PROBLEM DESCRIPTION |
Extract every entry word for word.
======== RECORDS FOR PROCESSING ========
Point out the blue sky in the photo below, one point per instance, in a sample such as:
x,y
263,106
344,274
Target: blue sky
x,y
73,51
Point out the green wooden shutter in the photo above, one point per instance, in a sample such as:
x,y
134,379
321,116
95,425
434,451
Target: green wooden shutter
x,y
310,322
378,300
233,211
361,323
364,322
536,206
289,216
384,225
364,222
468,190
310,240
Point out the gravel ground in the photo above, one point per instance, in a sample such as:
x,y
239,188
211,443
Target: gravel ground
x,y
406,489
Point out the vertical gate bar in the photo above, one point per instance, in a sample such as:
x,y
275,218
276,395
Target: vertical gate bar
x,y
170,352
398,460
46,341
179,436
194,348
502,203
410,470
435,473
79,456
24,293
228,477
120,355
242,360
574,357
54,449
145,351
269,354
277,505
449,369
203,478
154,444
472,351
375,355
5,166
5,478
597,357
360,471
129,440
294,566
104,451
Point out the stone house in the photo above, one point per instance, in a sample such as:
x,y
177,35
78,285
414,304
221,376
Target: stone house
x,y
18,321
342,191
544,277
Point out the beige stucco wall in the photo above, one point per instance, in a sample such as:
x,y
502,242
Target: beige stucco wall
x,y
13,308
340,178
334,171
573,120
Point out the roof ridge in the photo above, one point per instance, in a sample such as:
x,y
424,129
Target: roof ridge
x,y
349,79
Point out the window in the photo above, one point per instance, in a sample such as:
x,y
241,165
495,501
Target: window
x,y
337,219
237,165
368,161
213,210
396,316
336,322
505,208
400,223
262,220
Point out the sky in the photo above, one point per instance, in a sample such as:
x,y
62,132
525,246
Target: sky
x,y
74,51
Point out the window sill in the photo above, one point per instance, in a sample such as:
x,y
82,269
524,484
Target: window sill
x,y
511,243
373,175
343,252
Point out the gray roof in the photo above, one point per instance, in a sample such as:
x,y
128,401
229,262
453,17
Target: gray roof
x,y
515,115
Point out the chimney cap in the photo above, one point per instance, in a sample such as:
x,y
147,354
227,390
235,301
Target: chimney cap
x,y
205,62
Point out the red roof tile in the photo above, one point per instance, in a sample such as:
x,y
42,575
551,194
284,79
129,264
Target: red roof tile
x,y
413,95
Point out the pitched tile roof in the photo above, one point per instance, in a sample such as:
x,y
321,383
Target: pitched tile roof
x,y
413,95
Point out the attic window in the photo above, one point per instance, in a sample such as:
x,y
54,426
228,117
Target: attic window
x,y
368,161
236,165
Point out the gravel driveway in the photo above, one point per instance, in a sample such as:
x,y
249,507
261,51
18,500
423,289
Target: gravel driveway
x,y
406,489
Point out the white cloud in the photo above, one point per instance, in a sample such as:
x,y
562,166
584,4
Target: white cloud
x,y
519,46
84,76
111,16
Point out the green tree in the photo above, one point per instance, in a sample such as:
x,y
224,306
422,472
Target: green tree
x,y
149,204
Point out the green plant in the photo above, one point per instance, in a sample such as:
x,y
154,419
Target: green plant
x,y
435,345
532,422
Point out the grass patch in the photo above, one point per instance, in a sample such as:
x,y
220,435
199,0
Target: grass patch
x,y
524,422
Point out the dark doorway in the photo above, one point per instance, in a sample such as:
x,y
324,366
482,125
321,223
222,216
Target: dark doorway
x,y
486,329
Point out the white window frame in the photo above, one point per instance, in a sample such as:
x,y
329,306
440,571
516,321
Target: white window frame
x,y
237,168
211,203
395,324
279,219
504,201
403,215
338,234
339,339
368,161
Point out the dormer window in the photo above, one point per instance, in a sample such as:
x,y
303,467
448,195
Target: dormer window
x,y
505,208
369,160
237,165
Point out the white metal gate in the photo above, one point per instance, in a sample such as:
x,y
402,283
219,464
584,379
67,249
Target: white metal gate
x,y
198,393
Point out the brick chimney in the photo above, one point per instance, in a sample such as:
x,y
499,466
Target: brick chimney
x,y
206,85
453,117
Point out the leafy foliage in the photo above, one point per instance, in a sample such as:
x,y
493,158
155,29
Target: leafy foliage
========
TASK ANSWER |
Point out the blue sky in the photo below, one point per instance, in a sample such as:
x,y
263,106
344,274
Target: blue sky
x,y
73,51
Point out the green wooden shutter in the photo above, one point per instance, in a sample such as:
x,y
134,379
321,116
95,425
434,451
Target: green wooden shutter
x,y
310,322
378,300
233,211
361,323
364,322
536,206
289,216
384,225
364,222
468,190
310,240
Point out the gravel ground in the photo above, one point per instance, in a sample such as:
x,y
239,188
211,443
Target: gravel ground
x,y
406,489
Point out the vertical gate bar in the photo above, one point per instance, in a sample such as:
x,y
275,218
276,395
Target: vertical gate bar
x,y
170,352
398,460
46,341
179,436
194,348
502,203
410,470
435,473
79,456
24,293
228,477
120,355
242,360
574,357
54,449
145,351
269,354
277,505
449,369
203,478
154,444
472,351
375,355
5,166
5,478
597,357
360,471
129,440
294,566
104,451
Point out the stone house in the photo above, one point per instance, in a sample such as:
x,y
177,35
78,285
414,304
221,376
Target: stone house
x,y
18,321
342,191
544,277
Point out the beige stucco wall in the photo above, one point per instance, in a sample such as:
x,y
502,242
Target: beige stucco wall
x,y
13,308
340,178
334,171
573,120
Point out the roof ridge in the photo above, one point per instance, in a sample such as:
x,y
424,129
Target: roof ridge
x,y
349,79
Point out the window in the photo above, one point per instance, in a sample such as:
x,y
241,165
495,501
Target: window
x,y
337,219
237,165
368,161
213,210
396,316
336,322
505,208
400,223
262,220
Point out the sky in the photo above, one point per instance, in a sample such as:
x,y
62,132
525,246
Target: sky
x,y
74,51
Point out the window sill in the photo above, one point per instance, in a sample such as:
x,y
82,269
524,484
Target: window sill
x,y
511,243
373,175
343,252
Point out the gray roof in the photo above, one point per instance, in a sample such as:
x,y
128,401
229,262
453,17
Target: gray roof
x,y
515,115
Point out the chimney cap in the photo above, one point per instance, in a sample such as:
x,y
147,354
227,390
235,301
Target: chimney cap
x,y
205,62
Point out the red roof tile in the photo above, one point per instance, in a sample such as:
x,y
42,575
551,194
284,79
129,264
Target: red roof tile
x,y
413,95
Point out the pitched tile roof in the photo above, one point per instance, in a sample such as:
x,y
321,383
Target: pitched tile roof
x,y
413,95
Point out the attic window in the photo above, one point per instance, in a sample such as:
x,y
54,426
228,117
Target: attic window
x,y
368,161
236,165
Point out the gravel driveway in the photo above, one point per instance, in a sample such as:
x,y
249,507
261,51
18,500
423,289
Target: gravel driveway
x,y
406,489
Point out the white cloud in the photo above, one point per instance, in a sample such as:
x,y
562,166
584,4
Target: white cloud
x,y
519,46
84,76
111,16
Point out the green tree in the photo above, one point per instance, in a sample such as:
x,y
224,306
422,472
Target: green tree
x,y
149,204
Point out the green plant in the photo above, one point per instance, in a sample such as:
x,y
154,419
Target: green plant
x,y
435,345
532,422
Point out the grass patch in the photo above, one point per instance, in a sample such as:
x,y
220,435
199,0
Target: grass patch
x,y
524,422
Point out the dark doorway in the photo above, one point per instance, in a sample such as:
x,y
324,366
482,125
321,223
222,216
Target: dark doorway
x,y
486,329
Point out the white window frame in the photo above, one point per instance, in a sample such as:
x,y
329,306
440,571
516,321
Target: white window frame
x,y
237,168
211,203
395,324
279,219
504,201
403,215
338,234
339,339
368,161
Point out the dormer window in the photo above, one point per instance, in a sample such as:
x,y
303,467
448,195
Target: dormer window
x,y
505,208
369,160
237,165
Point out the white metal gate in the photo above, one point per instance, in a sample such as:
x,y
402,283
219,464
584,379
67,249
Target: white metal gate
x,y
198,393
Point out the brick chimney in the photo above, one point per instance, in a sample such as:
x,y
499,466
Target: brick chimney
x,y
206,85
453,117
Point out the leafy foliage in the photo above, one point per instance, in a sample such as:
x,y
493,158
155,29
Target: leafy foliage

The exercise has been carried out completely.